> [Problem statement]:
Output every line of the listing, exactly and completely.

> [Data excerpts]:
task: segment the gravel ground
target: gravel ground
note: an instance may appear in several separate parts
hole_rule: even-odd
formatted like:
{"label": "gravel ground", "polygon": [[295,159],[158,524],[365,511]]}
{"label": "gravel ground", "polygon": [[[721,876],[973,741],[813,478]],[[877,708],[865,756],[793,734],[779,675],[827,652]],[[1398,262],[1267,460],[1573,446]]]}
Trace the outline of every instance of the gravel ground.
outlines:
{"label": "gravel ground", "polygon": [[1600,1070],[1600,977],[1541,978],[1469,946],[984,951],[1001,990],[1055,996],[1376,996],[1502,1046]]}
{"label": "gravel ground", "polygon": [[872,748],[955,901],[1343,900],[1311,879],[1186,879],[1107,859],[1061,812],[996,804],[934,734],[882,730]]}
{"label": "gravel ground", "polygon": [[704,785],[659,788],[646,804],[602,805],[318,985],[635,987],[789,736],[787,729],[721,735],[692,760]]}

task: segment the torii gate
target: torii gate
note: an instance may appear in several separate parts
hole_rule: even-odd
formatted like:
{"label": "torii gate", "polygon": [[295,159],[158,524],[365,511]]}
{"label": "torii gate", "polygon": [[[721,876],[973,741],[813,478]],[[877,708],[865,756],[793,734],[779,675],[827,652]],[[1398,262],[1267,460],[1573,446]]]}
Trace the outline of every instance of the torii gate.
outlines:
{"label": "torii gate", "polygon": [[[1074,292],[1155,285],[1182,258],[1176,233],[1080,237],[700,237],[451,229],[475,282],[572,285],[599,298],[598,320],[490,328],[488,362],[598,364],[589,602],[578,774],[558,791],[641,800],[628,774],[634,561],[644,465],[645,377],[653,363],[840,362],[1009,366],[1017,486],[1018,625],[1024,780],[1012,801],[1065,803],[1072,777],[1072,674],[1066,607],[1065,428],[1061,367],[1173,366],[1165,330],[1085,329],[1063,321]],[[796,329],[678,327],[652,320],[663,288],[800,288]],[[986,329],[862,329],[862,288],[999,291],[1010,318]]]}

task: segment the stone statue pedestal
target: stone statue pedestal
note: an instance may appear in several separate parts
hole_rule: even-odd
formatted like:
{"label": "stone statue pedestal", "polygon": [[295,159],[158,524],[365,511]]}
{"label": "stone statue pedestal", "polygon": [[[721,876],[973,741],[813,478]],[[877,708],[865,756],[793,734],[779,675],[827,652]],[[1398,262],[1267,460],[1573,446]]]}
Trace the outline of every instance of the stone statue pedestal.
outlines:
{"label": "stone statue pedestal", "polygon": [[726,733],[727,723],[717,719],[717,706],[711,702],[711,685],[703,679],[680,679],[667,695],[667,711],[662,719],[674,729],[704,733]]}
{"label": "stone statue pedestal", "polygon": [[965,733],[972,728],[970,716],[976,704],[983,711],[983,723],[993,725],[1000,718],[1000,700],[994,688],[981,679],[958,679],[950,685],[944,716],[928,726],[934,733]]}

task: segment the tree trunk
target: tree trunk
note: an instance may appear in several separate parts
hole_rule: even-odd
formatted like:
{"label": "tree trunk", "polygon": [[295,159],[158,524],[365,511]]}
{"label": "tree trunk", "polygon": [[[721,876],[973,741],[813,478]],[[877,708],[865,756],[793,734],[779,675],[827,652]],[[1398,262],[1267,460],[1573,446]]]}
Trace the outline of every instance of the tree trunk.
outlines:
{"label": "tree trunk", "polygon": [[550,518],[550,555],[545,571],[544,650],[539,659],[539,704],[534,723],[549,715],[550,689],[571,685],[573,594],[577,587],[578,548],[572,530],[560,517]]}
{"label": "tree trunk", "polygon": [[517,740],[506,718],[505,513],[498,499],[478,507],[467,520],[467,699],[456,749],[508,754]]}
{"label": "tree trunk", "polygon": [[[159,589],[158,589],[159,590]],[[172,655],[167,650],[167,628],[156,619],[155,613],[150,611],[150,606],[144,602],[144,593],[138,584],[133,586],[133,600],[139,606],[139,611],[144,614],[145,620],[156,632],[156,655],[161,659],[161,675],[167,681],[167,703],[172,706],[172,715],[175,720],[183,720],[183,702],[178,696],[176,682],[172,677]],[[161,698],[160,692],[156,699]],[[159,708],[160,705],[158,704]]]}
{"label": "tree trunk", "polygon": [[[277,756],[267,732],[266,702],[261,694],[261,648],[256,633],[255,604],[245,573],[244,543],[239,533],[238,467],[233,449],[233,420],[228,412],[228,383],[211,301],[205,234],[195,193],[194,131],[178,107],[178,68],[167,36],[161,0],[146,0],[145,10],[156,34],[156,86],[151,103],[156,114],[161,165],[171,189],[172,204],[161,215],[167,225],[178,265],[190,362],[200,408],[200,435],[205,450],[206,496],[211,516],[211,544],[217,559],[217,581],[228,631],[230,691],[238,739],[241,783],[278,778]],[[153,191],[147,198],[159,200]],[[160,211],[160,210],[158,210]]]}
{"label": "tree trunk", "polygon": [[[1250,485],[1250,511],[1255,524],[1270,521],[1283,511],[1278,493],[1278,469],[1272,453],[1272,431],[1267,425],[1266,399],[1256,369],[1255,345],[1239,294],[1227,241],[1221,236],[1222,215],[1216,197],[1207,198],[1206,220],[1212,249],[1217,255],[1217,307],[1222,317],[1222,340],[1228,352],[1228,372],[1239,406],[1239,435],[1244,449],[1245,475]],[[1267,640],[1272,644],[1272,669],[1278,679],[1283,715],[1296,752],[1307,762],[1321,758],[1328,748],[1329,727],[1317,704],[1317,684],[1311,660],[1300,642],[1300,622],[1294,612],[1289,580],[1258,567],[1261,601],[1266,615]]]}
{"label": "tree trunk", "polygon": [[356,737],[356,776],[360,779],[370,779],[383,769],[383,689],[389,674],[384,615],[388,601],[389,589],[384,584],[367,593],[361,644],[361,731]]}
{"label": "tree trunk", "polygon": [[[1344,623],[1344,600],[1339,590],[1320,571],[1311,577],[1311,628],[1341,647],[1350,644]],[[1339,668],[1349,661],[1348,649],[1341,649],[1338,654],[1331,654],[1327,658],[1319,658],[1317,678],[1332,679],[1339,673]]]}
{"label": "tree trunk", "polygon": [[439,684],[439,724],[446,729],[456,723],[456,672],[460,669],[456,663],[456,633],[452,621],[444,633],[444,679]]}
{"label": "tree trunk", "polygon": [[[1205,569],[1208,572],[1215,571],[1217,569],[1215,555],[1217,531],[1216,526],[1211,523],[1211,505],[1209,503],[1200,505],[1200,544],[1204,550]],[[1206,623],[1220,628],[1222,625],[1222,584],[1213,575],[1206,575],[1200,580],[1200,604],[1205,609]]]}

> [Solution]:
task: segment the gravel ground
target: gravel ground
note: an instance may appear in several separate parts
hole_rule: even-odd
formatted like:
{"label": "gravel ground", "polygon": [[295,159],[158,524],[365,511]]}
{"label": "gravel ground", "polygon": [[[721,876],[973,741],[813,478]],[[877,708],[865,756],[793,734],[779,675],[827,652]],[[1398,262],[1267,460],[1573,446]]]}
Trace the outline of every instance of the gravel ground.
outlines:
{"label": "gravel ground", "polygon": [[1600,1070],[1600,977],[1541,978],[1469,946],[984,951],[1001,990],[1055,996],[1376,996],[1502,1046]]}
{"label": "gravel ground", "polygon": [[872,748],[955,901],[1343,900],[1311,879],[1186,879],[1107,859],[1061,812],[996,804],[934,734],[882,730]]}
{"label": "gravel ground", "polygon": [[704,785],[659,788],[646,804],[602,805],[318,985],[635,987],[789,736],[787,729],[721,735],[692,760]]}

task: segment the torii gate
target: torii gate
note: an instance may appear in several separate parts
hole_rule: even-odd
formatted like:
{"label": "torii gate", "polygon": [[295,159],[158,524],[365,511]]}
{"label": "torii gate", "polygon": [[[721,876],[973,741],[813,478]],[[877,708],[865,756],[793,734],[779,675],[827,652]],[[1398,262],[1267,460],[1573,446]]]}
Trace the outline of every instance of the torii gate.
outlines:
{"label": "torii gate", "polygon": [[[1074,292],[1155,285],[1182,258],[1176,233],[1080,237],[700,237],[451,229],[475,282],[572,285],[599,298],[598,320],[490,328],[488,362],[598,364],[589,602],[578,774],[558,791],[641,800],[628,774],[634,561],[644,465],[645,377],[653,363],[840,362],[1009,366],[1017,486],[1018,625],[1024,780],[1012,801],[1065,803],[1072,777],[1072,674],[1066,607],[1065,428],[1061,367],[1173,366],[1165,330],[1085,329],[1063,321]],[[796,329],[678,327],[652,320],[663,288],[800,288]],[[986,329],[862,329],[862,288],[999,291],[1010,318]]]}

task: segment the stone statue pedestal
target: stone statue pedestal
note: an instance may appear in several separate parts
hole_rule: even-odd
formatted like:
{"label": "stone statue pedestal", "polygon": [[295,159],[158,524],[365,511]]}
{"label": "stone statue pedestal", "polygon": [[[721,876],[973,741],[813,478]],[[877,708],[865,756],[793,734],[779,675],[827,652]],[[1398,262],[1267,460],[1573,446]]]}
Trace the outline of every instance of the stone statue pedestal.
outlines:
{"label": "stone statue pedestal", "polygon": [[726,733],[727,723],[717,719],[717,706],[711,702],[711,685],[703,679],[680,679],[667,695],[667,711],[662,719],[674,729],[704,733]]}
{"label": "stone statue pedestal", "polygon": [[965,733],[972,728],[970,716],[976,704],[983,711],[983,723],[993,725],[1000,718],[1000,700],[994,688],[981,679],[958,679],[950,685],[944,716],[928,726],[934,733]]}

task: segment the tree trunk
target: tree trunk
note: an instance may appear in several separate parts
hole_rule: even-odd
formatted like:
{"label": "tree trunk", "polygon": [[295,159],[158,524],[365,511]]}
{"label": "tree trunk", "polygon": [[[721,876],[973,741],[813,478]],[[877,708],[865,756],[793,734],[779,675],[827,652]],[[1398,262],[1267,460],[1573,446]]]}
Trace the outline of every instance of the tree trunk.
outlines:
{"label": "tree trunk", "polygon": [[550,518],[550,555],[545,571],[544,650],[539,659],[539,704],[534,723],[549,715],[550,689],[571,685],[573,594],[577,587],[578,548],[572,530],[560,517]]}
{"label": "tree trunk", "polygon": [[517,740],[506,718],[505,513],[498,499],[478,507],[467,520],[467,699],[456,749],[508,754]]}
{"label": "tree trunk", "polygon": [[[159,589],[158,589],[159,590]],[[172,655],[167,650],[167,628],[156,619],[155,613],[150,611],[150,606],[144,602],[144,593],[138,584],[133,586],[133,600],[139,606],[139,611],[144,614],[145,620],[156,632],[156,655],[161,659],[161,675],[167,681],[167,703],[172,706],[172,715],[175,720],[183,720],[183,702],[178,696],[176,682],[172,677]],[[161,698],[160,692],[156,699]],[[159,708],[160,705],[158,704]]]}
{"label": "tree trunk", "polygon": [[[277,756],[267,732],[266,702],[261,694],[261,648],[256,633],[255,604],[245,573],[244,543],[239,533],[238,467],[233,449],[233,420],[228,412],[228,383],[211,301],[205,234],[195,193],[194,131],[178,107],[178,68],[167,36],[161,0],[146,0],[145,10],[156,34],[156,86],[151,103],[156,114],[161,165],[171,189],[172,204],[161,215],[167,225],[178,265],[190,362],[200,408],[200,435],[205,450],[206,496],[211,516],[211,544],[217,559],[217,581],[228,631],[230,691],[238,739],[241,783],[278,778]],[[153,191],[147,198],[159,200]],[[160,211],[160,210],[158,210]]]}
{"label": "tree trunk", "polygon": [[[1250,485],[1250,511],[1255,524],[1270,521],[1283,511],[1278,493],[1278,469],[1272,453],[1272,431],[1267,425],[1266,399],[1256,369],[1255,345],[1239,294],[1227,241],[1221,236],[1222,215],[1216,197],[1207,198],[1206,220],[1212,249],[1217,255],[1217,307],[1222,317],[1222,340],[1228,352],[1228,372],[1239,406],[1239,435],[1244,449],[1245,475]],[[1267,640],[1272,644],[1272,669],[1278,679],[1283,715],[1296,752],[1307,762],[1321,758],[1328,748],[1329,727],[1317,704],[1317,684],[1311,660],[1300,642],[1300,622],[1294,612],[1289,580],[1258,567],[1261,601],[1266,615]]]}
{"label": "tree trunk", "polygon": [[356,737],[356,776],[360,779],[370,779],[383,769],[383,689],[389,674],[384,615],[388,601],[389,589],[384,584],[367,593],[361,644],[361,731]]}
{"label": "tree trunk", "polygon": [[[1344,623],[1344,600],[1339,590],[1320,571],[1311,577],[1311,628],[1341,647],[1350,644]],[[1339,668],[1349,661],[1348,649],[1341,649],[1338,654],[1331,654],[1327,658],[1319,658],[1317,678],[1332,679],[1339,673]]]}
{"label": "tree trunk", "polygon": [[439,684],[439,724],[446,729],[456,723],[456,672],[460,669],[456,663],[456,633],[452,621],[444,633],[444,679]]}
{"label": "tree trunk", "polygon": [[[1205,569],[1208,572],[1215,571],[1217,569],[1215,555],[1217,531],[1216,526],[1211,523],[1211,505],[1209,503],[1200,505],[1200,544],[1204,550]],[[1206,623],[1220,628],[1222,625],[1222,584],[1213,575],[1206,575],[1200,580],[1200,604],[1205,609]]]}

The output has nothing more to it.